## Records for this task
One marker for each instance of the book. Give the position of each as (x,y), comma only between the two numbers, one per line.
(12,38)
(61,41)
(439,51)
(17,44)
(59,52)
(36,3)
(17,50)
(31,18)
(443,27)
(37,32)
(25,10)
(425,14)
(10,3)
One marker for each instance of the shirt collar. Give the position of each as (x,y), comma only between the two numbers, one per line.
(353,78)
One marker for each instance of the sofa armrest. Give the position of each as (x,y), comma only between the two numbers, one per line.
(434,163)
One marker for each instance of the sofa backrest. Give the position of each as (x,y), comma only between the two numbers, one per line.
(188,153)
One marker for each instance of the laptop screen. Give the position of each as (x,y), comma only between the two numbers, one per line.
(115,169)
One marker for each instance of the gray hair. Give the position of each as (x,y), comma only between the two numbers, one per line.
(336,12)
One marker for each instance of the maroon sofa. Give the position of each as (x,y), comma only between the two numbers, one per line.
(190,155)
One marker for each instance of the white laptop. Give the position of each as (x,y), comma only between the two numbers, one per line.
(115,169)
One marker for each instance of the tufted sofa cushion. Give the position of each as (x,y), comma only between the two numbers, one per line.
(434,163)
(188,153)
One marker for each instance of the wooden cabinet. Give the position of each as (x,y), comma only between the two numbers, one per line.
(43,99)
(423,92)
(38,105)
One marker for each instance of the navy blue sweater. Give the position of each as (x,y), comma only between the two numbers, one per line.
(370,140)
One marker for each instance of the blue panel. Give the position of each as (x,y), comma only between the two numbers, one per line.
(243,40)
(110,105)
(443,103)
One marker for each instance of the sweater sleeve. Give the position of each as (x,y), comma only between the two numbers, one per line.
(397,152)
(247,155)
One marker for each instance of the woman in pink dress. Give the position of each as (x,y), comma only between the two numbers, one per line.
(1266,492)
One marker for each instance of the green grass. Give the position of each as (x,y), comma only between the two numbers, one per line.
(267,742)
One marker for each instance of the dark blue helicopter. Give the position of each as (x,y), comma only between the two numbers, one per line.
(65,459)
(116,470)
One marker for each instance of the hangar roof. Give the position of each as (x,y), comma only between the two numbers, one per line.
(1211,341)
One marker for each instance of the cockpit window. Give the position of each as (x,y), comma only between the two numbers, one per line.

## Aim of the exercise
Copy each record from above without leaving any out.

## Finished exercise
One marker for each instance of the book. Give the position of each as (x,y), comma only between the two numbers, one per line.
(12,38)
(61,41)
(439,51)
(17,44)
(59,52)
(36,3)
(17,50)
(31,18)
(443,27)
(37,32)
(25,10)
(425,14)
(10,3)
One marker for each instance of the shirt collar. Give the position of each as (x,y), comma only between the two numbers, one per line.
(353,78)
One marker for each instance of the sofa armrest. Give the position of each as (x,y), comma only between the two numbers, one per line.
(434,163)
One marker for each instance of the sofa backrest. Give the position of each as (x,y), comma only between the two numbers, one per line.
(188,153)
One marker for each instance of the laptop screen. Give the position of each as (x,y), comma only between the two numbers, one per line.
(115,169)
One marker for each instance of the gray hair. Give the position of each as (x,y), comma only between the two numbers, one per line.
(336,12)
One marker for each instance of the maroon sofa. Give the position of each as (x,y), comma only between the two numbers, one per line.
(190,155)
One marker for each instance of the white laptop. Give the position of each as (x,y), comma only between the two numbers, one per line.
(115,169)
One marker for each instance of the tufted sofa cushion. Give the position of each as (x,y), comma only between the two numbers, one per line.
(434,163)
(188,153)
One marker for each instance of the wooden cabinet. Give the position of each as (x,y), comma only between the two numbers, one per line.
(43,99)
(423,92)
(38,105)
One marker for each instance of the navy blue sweater. Give the position of each as (x,y), comma only between the two numbers, one per line.
(370,140)
One marker for each instance of the blue panel. Give the position of each as (x,y), comma only between the two numbers, one per line.
(243,40)
(110,105)
(443,103)
One marker for each instance of the sweater sleeve. Give the position of each as (x,y), comma only between the two numbers, one per line.
(397,152)
(247,155)
One marker for each instance of the woman in pink dress. Give the position of each as (x,y), comma only between the two numbers, one per line.
(1266,492)
One marker for each instance of the green grass. Give the position of each as (x,y), comma only between the two numbers, one per line.
(267,742)
One marker for each instance of the dark blue helicopter. Give the position of each as (x,y), comma only between the two numbers, one per line.
(65,459)
(116,470)
One marker for each instance of the hangar roof. Give the position of each as (x,y), comma only between the two numbers, one per line.
(1211,341)
One marker for each instance of the cockpit window. Give the position of each as (x,y), comma only between the two numbers, one per line.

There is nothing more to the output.